— REQUIRED ACTION A —
Reproduce the report on the two released netizens word for word, starting at the words "He reportedly rejected" and ending after "period of house arrest.".
— REQUIRED ACTION B —
Take the report on the two released netizens further by writing what comes after its final sentence.

— PROVIDED PASSAGE —
IFEX
Reporters Without Borders is relieved to learn that two netizens who had
spent several years in prison - Vi Duc Hoi and Nguyen Tien Trung - were
released on 11 and 12 April 2014 respectively although they are now
assigned to a form of house arrest.
Arrested in October 2010, Hoi was sentenced in 2011
to five years in prison on a charge of anti-government propaganda under
article 88 of the 1999 penal code for writing articles critical of the
state. A former Communist Party official who ran a training centre in
the northern province of Lang Son, he is now due to spend three years
under house arrest.
He reportedly rejected the conditions originally imposed for his
release from prison, namely abstention from any political activity aimed
at promoting democracy and from writing articles expressing his views.
The official reason for softening the terms of his release has not been
given.
Trung was arrested in July 2009 on charges of anti-government propaganda and "subverting the people's administration," and was sentenced to seven years in prison
under article 79 of the penal code. He should have been released from
prison in January 2015 in order to begin a period of house arrest.
"While the release of these two netizens from prison is good news,
only their full freedom would be satisfactory," said Benjamin Ismaïl,
the head of the Reporters Without Borders press freedom index. "Above
all, we call on the authorities to release the 31 netizens who remain in
prison in violation of their fundamental rights.

— SUPPLIED DATA —

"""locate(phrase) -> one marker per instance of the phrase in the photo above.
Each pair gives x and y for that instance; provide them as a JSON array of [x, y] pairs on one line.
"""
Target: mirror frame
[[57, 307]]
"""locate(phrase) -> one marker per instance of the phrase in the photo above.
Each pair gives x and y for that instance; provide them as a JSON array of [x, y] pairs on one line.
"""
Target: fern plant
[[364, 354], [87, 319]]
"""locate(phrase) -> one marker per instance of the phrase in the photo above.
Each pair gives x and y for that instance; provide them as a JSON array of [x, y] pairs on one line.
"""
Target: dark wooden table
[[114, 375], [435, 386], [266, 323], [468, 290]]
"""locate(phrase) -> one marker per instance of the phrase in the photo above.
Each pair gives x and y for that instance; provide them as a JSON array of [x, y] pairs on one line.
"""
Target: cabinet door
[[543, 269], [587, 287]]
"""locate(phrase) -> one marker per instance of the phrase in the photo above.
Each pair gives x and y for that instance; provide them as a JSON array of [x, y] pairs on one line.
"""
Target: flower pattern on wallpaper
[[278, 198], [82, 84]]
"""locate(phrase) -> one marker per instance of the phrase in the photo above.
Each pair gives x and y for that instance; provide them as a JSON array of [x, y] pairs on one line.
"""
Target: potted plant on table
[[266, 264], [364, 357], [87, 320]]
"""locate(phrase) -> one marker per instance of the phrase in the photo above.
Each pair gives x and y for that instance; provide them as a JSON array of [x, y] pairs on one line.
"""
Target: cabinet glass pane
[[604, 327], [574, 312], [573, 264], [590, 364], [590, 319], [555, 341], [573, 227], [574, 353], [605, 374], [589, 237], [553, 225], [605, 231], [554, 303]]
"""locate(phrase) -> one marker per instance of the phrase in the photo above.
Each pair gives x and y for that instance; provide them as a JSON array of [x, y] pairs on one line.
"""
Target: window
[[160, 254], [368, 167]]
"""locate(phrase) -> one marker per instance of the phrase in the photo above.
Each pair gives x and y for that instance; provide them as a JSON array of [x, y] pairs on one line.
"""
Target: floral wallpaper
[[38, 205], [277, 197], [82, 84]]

— EXPECTED OUTPUT A —
He reportedly rejected the conditions originally imposed for his
release from prison, namely abstention from any political activity aimed
at promoting democracy and from writing articles expressing his views.
The official reason for softening the terms of his release has not been
given.
Trung was arrested in July 2009 on charges of anti-government propaganda and "subverting the people's administration," and was sentenced to seven years in prison
under article 79 of the penal code. He should have been released from
prison in January 2015 in order to begin a period of house arrest.

— EXPECTED OUTPUT B —
"The government should take account of all the recommendations made
when the UN Human Rights Council examined the situation of human rights
in Vietnam in February, and should repeal all of the legislative
articles that are systematically used to jail independent news
providers."
Two other bloggers have been freed in recent weeks.
Dinh Dang Dinh, who was jailed in 2011 for launching a petition against
a bauxite mine project, was released on 21 March but died on 3 April of
stomach cancer, which was not treated while he was in prison.
Cu Huy Ha Vu was released on condition that he agree to go into
exile and immediately flew to the United States. He was sentenced in
2011 to seven years in prison on a charge of anti-government propaganda
after trying to bring a legal action against Prime Minister Nguyen Tan
Dung in connection with a bauxite mining project.
Vietnam is ranked 174th out of 180 countries in the 2014 Reporters Without Borders press freedom index. It is also classified as an Enemy of the Internet because of its crackdown on bloggers and cyber-dissidents.